◆ EXERCISE OBJECTIVE
Identify each line below that contains the word "black" and copy those lines in full.

— START OF EXTRACTED ENTRIES —

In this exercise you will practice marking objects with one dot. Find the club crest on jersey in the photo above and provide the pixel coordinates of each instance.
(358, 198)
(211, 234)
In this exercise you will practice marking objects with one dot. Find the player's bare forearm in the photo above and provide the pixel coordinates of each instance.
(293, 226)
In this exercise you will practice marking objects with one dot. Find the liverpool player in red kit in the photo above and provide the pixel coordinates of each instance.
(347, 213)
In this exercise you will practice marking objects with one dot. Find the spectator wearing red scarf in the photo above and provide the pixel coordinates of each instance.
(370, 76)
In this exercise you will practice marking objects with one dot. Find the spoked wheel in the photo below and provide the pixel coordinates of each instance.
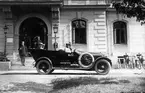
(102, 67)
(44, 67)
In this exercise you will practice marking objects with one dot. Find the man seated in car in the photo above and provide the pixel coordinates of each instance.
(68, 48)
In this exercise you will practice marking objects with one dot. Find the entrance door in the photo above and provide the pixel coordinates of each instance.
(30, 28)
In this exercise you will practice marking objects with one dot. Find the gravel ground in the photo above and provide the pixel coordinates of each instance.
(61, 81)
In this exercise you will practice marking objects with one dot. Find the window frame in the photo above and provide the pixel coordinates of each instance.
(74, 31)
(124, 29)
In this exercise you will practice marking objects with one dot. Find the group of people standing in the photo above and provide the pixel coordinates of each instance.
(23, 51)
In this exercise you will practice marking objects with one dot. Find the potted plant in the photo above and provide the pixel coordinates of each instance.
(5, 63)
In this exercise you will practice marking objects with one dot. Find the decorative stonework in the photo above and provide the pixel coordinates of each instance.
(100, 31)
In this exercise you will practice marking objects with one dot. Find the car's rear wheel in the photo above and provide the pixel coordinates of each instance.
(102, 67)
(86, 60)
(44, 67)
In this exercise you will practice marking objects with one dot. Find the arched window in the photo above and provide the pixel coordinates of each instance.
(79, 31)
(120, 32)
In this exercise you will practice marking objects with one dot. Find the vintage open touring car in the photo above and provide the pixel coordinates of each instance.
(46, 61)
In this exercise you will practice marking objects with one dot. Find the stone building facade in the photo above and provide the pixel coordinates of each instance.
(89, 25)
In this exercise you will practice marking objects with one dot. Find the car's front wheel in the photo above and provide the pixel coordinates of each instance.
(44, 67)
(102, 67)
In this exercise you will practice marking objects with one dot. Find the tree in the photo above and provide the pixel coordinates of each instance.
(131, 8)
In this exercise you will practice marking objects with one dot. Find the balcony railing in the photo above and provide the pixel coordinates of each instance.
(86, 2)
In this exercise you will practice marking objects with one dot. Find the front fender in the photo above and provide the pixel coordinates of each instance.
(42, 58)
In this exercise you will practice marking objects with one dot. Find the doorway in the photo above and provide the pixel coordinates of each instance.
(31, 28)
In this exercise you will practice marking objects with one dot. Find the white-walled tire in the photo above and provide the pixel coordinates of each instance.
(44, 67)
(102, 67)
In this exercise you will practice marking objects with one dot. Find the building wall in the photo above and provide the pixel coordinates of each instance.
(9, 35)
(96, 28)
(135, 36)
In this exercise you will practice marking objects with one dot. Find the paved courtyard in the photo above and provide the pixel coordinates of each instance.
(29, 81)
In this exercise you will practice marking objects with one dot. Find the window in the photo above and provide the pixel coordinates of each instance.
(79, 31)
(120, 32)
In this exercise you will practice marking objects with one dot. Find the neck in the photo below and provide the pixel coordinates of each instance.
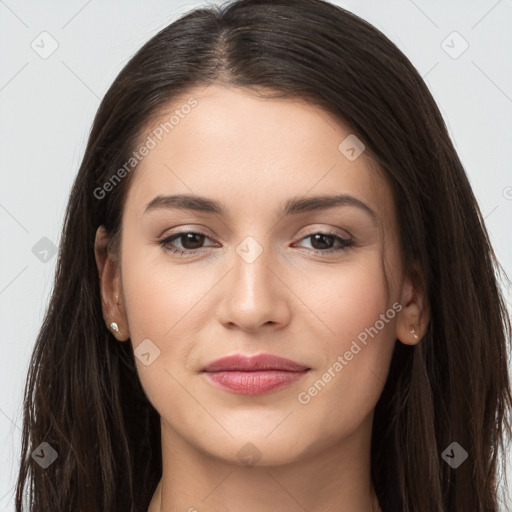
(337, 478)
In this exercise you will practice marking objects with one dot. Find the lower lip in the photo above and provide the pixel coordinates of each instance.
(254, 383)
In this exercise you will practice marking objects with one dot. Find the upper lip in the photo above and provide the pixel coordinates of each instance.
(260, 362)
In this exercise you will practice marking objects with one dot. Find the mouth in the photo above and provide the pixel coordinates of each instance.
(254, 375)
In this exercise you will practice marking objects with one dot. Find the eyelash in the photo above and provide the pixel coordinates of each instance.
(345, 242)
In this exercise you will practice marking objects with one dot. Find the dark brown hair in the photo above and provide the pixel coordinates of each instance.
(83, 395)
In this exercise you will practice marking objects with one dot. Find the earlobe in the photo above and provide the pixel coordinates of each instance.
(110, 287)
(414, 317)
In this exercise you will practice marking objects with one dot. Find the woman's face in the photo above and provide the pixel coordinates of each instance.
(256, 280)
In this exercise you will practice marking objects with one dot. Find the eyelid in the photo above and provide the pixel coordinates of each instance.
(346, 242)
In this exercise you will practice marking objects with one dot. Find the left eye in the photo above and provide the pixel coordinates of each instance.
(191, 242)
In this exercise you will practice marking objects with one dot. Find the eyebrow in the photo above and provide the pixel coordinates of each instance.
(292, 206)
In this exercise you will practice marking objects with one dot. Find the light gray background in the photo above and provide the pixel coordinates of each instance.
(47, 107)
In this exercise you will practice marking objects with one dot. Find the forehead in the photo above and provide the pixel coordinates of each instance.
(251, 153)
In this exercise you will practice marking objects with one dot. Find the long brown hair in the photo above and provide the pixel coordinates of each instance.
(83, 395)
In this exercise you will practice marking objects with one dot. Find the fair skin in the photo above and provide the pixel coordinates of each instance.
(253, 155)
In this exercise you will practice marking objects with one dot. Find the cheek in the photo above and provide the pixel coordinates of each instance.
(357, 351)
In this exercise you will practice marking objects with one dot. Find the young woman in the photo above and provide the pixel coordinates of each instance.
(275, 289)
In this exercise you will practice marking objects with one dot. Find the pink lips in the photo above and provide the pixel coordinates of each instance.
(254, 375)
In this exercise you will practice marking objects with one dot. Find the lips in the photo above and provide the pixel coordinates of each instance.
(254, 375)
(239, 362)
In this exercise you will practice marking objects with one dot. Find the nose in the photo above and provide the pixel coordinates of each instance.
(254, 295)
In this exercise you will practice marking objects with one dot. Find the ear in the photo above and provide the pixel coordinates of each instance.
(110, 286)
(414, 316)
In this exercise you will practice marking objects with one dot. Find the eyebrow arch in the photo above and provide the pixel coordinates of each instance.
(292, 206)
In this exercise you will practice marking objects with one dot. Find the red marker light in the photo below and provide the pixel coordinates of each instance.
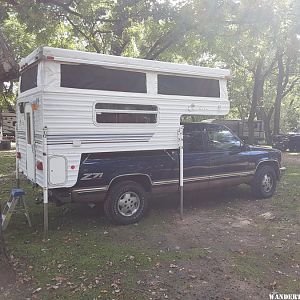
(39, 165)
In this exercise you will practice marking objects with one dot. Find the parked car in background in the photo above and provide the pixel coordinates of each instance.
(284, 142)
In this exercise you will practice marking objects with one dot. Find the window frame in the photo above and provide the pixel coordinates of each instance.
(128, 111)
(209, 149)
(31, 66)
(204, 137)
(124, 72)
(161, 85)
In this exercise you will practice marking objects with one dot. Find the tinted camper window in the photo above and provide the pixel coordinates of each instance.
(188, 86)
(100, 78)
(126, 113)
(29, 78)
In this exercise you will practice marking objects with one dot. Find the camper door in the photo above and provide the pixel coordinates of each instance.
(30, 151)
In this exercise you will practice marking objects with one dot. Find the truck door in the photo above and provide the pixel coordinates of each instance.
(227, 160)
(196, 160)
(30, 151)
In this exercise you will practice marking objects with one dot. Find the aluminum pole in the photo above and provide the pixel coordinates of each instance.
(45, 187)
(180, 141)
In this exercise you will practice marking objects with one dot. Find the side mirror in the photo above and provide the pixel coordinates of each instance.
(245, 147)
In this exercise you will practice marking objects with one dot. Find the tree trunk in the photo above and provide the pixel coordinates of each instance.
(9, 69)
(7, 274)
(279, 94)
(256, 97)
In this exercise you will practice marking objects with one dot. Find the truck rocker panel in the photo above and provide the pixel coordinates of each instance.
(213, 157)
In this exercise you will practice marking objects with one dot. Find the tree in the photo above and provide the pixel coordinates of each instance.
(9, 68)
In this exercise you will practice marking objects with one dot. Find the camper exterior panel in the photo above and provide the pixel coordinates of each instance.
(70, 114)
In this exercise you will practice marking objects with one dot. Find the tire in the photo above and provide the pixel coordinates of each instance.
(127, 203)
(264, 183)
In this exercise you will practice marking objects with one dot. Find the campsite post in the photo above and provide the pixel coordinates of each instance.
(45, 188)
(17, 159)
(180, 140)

— END OF EXTRACTED ENTRIES —
— START OF EXTRACTED ENTRIES —

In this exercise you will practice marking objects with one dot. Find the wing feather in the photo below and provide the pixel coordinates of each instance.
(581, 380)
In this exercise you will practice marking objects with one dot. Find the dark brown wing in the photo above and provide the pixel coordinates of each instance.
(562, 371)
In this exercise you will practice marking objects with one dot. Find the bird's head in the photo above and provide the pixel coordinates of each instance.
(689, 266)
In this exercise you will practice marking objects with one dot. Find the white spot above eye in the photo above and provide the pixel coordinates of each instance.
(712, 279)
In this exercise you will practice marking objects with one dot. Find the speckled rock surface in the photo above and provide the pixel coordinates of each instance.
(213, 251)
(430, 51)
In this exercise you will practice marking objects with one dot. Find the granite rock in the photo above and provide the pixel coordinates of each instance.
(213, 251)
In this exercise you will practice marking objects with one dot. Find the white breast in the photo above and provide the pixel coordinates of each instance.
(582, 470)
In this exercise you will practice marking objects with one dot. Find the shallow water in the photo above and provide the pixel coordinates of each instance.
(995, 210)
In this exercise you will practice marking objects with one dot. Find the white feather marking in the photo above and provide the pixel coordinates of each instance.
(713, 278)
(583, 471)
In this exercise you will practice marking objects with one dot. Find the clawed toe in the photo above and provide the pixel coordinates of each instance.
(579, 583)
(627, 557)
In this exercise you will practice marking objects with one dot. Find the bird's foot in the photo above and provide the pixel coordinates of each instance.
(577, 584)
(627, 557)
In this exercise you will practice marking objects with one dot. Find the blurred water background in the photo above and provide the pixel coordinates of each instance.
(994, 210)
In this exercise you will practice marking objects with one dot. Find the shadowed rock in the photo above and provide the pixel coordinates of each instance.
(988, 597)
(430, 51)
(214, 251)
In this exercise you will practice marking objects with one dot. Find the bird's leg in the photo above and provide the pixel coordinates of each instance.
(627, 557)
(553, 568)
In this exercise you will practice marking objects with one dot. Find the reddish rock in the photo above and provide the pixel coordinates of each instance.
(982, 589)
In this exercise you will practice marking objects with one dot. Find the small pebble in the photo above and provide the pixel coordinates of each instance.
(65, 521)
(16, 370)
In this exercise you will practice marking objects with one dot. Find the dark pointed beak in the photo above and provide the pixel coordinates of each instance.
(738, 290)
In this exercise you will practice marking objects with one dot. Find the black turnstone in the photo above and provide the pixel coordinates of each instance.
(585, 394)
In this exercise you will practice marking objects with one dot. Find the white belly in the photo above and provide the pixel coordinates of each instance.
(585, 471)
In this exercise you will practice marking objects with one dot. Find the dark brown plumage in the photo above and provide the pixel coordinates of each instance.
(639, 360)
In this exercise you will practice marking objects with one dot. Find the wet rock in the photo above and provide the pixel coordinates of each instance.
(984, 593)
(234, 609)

— END OF EXTRACTED ENTRIES —
— START OF EXTRACTED ENTRIES —

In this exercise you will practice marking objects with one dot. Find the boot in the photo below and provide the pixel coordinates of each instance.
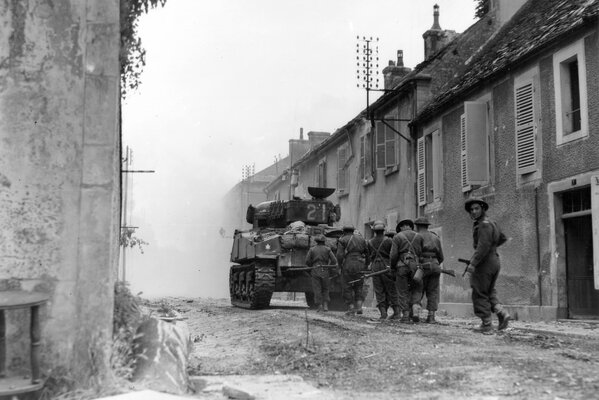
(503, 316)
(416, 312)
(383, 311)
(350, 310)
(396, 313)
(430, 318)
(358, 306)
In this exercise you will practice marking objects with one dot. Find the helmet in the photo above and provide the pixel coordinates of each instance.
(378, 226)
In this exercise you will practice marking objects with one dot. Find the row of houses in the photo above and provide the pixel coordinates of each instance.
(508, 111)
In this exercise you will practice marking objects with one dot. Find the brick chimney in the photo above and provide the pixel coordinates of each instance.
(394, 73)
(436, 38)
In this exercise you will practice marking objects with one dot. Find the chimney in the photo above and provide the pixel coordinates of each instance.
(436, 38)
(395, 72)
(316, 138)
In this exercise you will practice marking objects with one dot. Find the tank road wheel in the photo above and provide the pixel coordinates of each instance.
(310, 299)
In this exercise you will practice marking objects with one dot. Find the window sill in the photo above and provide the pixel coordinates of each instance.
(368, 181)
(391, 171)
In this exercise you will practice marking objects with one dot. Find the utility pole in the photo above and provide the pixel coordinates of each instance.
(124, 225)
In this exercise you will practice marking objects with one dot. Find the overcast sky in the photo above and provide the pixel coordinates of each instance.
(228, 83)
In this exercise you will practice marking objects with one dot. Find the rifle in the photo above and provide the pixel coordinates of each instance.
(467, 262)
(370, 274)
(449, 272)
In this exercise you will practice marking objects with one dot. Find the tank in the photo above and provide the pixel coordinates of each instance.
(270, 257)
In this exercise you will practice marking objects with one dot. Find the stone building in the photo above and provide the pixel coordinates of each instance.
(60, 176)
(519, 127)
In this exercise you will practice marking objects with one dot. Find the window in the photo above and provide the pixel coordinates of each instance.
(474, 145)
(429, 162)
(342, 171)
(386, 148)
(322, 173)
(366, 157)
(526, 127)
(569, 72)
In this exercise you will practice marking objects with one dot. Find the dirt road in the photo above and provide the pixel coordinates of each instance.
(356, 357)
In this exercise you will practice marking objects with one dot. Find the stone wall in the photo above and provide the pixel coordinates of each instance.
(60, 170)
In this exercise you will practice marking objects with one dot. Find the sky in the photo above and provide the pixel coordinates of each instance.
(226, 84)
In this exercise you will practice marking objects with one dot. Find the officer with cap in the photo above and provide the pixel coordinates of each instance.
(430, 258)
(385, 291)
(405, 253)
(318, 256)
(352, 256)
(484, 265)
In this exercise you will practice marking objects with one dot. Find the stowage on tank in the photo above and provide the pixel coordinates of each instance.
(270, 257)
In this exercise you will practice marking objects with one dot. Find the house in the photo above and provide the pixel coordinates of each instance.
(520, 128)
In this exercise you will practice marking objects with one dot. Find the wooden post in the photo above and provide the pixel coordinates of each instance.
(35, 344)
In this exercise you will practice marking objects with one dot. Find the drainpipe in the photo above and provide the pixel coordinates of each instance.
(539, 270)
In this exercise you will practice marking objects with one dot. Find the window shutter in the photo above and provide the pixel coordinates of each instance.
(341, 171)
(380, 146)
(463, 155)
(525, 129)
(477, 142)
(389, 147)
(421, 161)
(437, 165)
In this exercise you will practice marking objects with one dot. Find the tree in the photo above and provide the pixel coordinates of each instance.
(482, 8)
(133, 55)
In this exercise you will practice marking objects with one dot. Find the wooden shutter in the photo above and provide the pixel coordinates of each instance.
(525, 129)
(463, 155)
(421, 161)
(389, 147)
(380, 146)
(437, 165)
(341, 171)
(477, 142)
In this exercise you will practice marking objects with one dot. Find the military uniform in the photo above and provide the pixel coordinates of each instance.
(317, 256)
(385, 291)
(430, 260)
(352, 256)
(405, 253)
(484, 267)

— END OF EXTRACTED ENTRIES —

◆ SOLUTION BELOW
In this exercise you will practice marking objects with one dot. Find the black turnstone in the photo above and provide the pixel coordinates of each instance.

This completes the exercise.